* Start Data for processing *
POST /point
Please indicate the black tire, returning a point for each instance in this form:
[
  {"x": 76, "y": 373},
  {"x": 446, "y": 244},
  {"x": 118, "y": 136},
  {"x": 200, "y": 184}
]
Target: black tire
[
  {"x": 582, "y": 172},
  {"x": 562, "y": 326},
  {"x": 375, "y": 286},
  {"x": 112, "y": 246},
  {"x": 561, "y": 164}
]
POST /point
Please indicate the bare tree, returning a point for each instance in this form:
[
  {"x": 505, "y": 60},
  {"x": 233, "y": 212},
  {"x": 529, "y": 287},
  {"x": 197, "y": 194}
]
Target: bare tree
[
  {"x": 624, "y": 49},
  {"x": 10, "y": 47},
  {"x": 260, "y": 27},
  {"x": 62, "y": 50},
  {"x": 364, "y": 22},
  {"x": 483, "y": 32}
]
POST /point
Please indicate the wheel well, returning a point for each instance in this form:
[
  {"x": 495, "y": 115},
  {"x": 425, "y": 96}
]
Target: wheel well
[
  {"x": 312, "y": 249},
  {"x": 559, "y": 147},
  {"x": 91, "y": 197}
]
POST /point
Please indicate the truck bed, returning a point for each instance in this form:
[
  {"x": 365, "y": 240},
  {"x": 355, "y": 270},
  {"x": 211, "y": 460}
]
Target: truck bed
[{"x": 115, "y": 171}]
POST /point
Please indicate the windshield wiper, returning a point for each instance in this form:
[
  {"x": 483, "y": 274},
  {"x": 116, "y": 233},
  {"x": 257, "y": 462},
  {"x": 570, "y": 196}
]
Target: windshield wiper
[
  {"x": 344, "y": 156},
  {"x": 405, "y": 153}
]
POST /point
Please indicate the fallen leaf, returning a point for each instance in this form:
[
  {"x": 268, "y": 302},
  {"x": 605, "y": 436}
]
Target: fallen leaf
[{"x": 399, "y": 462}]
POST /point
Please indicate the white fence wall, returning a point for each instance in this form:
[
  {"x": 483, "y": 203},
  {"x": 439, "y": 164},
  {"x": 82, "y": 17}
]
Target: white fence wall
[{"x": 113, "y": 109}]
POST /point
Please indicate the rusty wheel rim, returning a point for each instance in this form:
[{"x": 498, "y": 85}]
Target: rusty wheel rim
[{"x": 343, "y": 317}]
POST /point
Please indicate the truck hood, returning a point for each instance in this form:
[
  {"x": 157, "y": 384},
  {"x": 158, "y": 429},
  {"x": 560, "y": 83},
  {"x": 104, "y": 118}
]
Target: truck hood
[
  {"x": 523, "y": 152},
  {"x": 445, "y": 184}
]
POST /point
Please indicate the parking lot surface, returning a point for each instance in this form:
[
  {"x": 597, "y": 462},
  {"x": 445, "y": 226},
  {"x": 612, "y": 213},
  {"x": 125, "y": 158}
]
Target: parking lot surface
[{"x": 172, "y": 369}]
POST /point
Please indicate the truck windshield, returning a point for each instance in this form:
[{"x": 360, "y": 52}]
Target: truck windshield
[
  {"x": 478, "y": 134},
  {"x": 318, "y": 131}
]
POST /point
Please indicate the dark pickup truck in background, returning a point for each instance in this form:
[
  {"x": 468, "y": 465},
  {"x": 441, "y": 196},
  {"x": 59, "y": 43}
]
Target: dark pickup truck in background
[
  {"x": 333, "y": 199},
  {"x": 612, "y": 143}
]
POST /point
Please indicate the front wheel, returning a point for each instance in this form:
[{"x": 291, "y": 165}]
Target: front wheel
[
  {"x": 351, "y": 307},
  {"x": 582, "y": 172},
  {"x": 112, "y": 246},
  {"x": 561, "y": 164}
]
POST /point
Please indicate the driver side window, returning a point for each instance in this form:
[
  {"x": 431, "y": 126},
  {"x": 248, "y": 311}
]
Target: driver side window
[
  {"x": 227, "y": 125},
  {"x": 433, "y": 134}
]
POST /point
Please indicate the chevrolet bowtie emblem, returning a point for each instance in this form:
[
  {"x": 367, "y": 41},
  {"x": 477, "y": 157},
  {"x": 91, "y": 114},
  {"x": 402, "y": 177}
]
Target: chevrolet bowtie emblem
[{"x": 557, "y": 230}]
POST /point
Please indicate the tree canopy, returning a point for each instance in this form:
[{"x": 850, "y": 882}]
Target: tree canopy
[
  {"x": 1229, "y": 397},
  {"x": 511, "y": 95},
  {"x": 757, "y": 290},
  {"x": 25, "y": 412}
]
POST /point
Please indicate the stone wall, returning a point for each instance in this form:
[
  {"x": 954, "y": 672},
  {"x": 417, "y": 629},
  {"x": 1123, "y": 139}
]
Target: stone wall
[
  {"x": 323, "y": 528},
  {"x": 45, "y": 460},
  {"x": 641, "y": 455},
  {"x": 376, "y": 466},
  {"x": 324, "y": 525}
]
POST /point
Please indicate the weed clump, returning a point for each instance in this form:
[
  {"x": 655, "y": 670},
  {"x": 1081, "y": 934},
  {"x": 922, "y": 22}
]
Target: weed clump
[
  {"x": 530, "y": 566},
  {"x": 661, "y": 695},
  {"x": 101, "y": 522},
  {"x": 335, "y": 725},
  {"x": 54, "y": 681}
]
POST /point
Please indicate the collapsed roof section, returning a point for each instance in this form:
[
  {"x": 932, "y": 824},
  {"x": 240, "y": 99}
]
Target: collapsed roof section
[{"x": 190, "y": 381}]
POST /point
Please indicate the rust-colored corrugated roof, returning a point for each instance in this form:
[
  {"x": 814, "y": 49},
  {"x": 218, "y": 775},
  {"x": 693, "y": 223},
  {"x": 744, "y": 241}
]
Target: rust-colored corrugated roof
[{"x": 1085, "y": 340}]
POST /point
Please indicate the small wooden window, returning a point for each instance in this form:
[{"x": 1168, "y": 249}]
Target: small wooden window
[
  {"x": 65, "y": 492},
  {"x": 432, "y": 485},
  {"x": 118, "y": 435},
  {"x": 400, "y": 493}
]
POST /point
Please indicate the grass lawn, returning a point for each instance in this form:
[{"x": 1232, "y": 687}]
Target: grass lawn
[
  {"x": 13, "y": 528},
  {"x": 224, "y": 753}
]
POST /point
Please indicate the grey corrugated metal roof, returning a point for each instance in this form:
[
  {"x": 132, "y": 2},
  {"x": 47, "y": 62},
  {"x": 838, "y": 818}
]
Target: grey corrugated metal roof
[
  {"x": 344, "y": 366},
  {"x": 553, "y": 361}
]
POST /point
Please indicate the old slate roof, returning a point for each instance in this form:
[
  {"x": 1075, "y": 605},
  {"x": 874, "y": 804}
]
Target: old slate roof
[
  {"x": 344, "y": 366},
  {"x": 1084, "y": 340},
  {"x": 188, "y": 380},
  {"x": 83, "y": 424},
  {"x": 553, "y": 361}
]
* End Data for processing *
To do
All the data must be duplicated exactly, with nothing added or removed.

Result
POST /point
Please indicate the black tire, returning a point for each instance in this form:
[
  {"x": 76, "y": 373},
  {"x": 446, "y": 244},
  {"x": 118, "y": 136},
  {"x": 200, "y": 184}
]
Target: black tire
[
  {"x": 582, "y": 172},
  {"x": 562, "y": 326},
  {"x": 375, "y": 286},
  {"x": 112, "y": 246},
  {"x": 561, "y": 164}
]
POST /point
Please indicate the bare tree, returning a point for each instance in this form:
[
  {"x": 505, "y": 60},
  {"x": 233, "y": 212},
  {"x": 529, "y": 287},
  {"x": 197, "y": 194}
]
Target: bare tree
[
  {"x": 624, "y": 49},
  {"x": 10, "y": 47},
  {"x": 260, "y": 27},
  {"x": 62, "y": 50},
  {"x": 364, "y": 22},
  {"x": 483, "y": 32}
]
POST /point
Please indicate the wheel well, returning a point for each instance in this form:
[
  {"x": 495, "y": 115},
  {"x": 425, "y": 96}
]
Target: wheel well
[
  {"x": 312, "y": 249},
  {"x": 559, "y": 147},
  {"x": 91, "y": 197}
]
POST /point
Please indicate the truck bed, returning a point for each instance in this form:
[
  {"x": 365, "y": 240},
  {"x": 355, "y": 270},
  {"x": 211, "y": 460}
]
Target: truck bed
[{"x": 115, "y": 171}]
POST /point
Please indicate the windshield wiper, returning a point for each instance in this form:
[
  {"x": 483, "y": 274},
  {"x": 116, "y": 233},
  {"x": 257, "y": 462},
  {"x": 570, "y": 196}
]
Target: windshield wiper
[
  {"x": 344, "y": 156},
  {"x": 405, "y": 153}
]
POST /point
Please indicate the fallen leaf, returning a point for each instance in this form:
[
  {"x": 268, "y": 302},
  {"x": 605, "y": 436}
]
Target: fallen leaf
[{"x": 399, "y": 462}]
POST /point
Please indicate the white fence wall, returning a point for each instance in this form:
[
  {"x": 483, "y": 203},
  {"x": 439, "y": 164},
  {"x": 82, "y": 17}
]
Target: white fence wall
[{"x": 113, "y": 109}]
POST /point
Please indicate the rusty wheel rim, returning a point for each instance in this form:
[{"x": 498, "y": 85}]
Target: rusty wheel rim
[{"x": 343, "y": 317}]
POST /point
Please indicate the truck hood, returning a point for each instance in this form:
[
  {"x": 157, "y": 384},
  {"x": 158, "y": 429},
  {"x": 560, "y": 83},
  {"x": 104, "y": 118}
]
Target: truck hood
[
  {"x": 523, "y": 152},
  {"x": 445, "y": 184}
]
POST /point
Please indicate the parking lot surface, returning a point for each instance in this form:
[
  {"x": 597, "y": 462},
  {"x": 445, "y": 226},
  {"x": 612, "y": 213},
  {"x": 125, "y": 158}
]
Target: parking lot surface
[{"x": 172, "y": 369}]
POST /point
Please indicate the truck windshield, returning a point for each instance in this form:
[{"x": 360, "y": 52}]
Target: truck windshield
[
  {"x": 478, "y": 134},
  {"x": 318, "y": 131}
]
POST /point
Please indicate the dark pickup truck in background, returning a point for each instance in this form:
[
  {"x": 468, "y": 465},
  {"x": 441, "y": 196},
  {"x": 59, "y": 43}
]
Target: dark pickup truck in background
[
  {"x": 333, "y": 199},
  {"x": 612, "y": 143}
]
POST /point
Please indicate the front wheel, returning a point for each instance in this form:
[{"x": 291, "y": 165}]
Target: front wheel
[
  {"x": 351, "y": 307},
  {"x": 582, "y": 172},
  {"x": 112, "y": 246},
  {"x": 561, "y": 164}
]
POST /point
Please indicate the driver side window, returning a point for each instance in this form:
[
  {"x": 431, "y": 126},
  {"x": 248, "y": 311}
]
Target: driver side window
[
  {"x": 227, "y": 125},
  {"x": 433, "y": 134}
]
POST /point
Please indicate the chevrolet bowtie emblem, returning a point for each instance in this form:
[
  {"x": 367, "y": 41},
  {"x": 477, "y": 157},
  {"x": 91, "y": 114},
  {"x": 402, "y": 177}
]
Target: chevrolet bowtie emblem
[{"x": 557, "y": 230}]
POST /point
Please indicate the tree canopy, returning a point for each instance in this form:
[{"x": 850, "y": 882}]
Target: tree canopy
[
  {"x": 1229, "y": 397},
  {"x": 511, "y": 95},
  {"x": 757, "y": 290},
  {"x": 25, "y": 412}
]
POST /point
Please indicate the stone wall, returning a point for each instance in this form:
[
  {"x": 954, "y": 672},
  {"x": 417, "y": 629},
  {"x": 1123, "y": 139}
]
Target: stone wall
[
  {"x": 323, "y": 528},
  {"x": 45, "y": 460},
  {"x": 641, "y": 455},
  {"x": 376, "y": 466},
  {"x": 324, "y": 525}
]
POST /point
Please indicate the weed clump, returning a point for each instance in this form:
[
  {"x": 655, "y": 670},
  {"x": 1081, "y": 934},
  {"x": 922, "y": 22}
]
Target: weed clump
[
  {"x": 530, "y": 566},
  {"x": 661, "y": 695},
  {"x": 101, "y": 522},
  {"x": 335, "y": 725},
  {"x": 54, "y": 681}
]
POST /point
Please indicate the collapsed roof section, returning a point for each instance in this form:
[
  {"x": 932, "y": 824},
  {"x": 240, "y": 99}
]
Target: collapsed roof section
[{"x": 190, "y": 381}]
POST /point
Please indicate the rust-colored corrugated roof, returning a point for each instance in this form:
[
  {"x": 814, "y": 49},
  {"x": 218, "y": 775},
  {"x": 693, "y": 223},
  {"x": 744, "y": 241}
]
Target: rust-colored corrugated roof
[{"x": 1085, "y": 340}]
POST /point
Please indicate the small wooden window, returning a point for each instance in this form:
[{"x": 1168, "y": 249}]
Target: small wooden window
[
  {"x": 65, "y": 492},
  {"x": 432, "y": 485},
  {"x": 118, "y": 435},
  {"x": 400, "y": 493}
]
POST /point
Please indicate the grass lawn, returning a point for each instance in this form:
[{"x": 1232, "y": 687}]
Target: grass lawn
[
  {"x": 13, "y": 528},
  {"x": 224, "y": 753}
]
POST /point
Please indicate the grey corrugated metal roof, returning a point for each instance in this form:
[
  {"x": 132, "y": 2},
  {"x": 47, "y": 62},
  {"x": 838, "y": 818}
]
Target: grey corrugated metal roof
[
  {"x": 344, "y": 366},
  {"x": 553, "y": 361}
]
POST /point
Please indicate the old slate roof, returning a point for each instance in this form:
[
  {"x": 1075, "y": 605},
  {"x": 874, "y": 804}
]
Target: old slate roof
[
  {"x": 344, "y": 366},
  {"x": 1084, "y": 340},
  {"x": 188, "y": 380},
  {"x": 83, "y": 424},
  {"x": 553, "y": 361}
]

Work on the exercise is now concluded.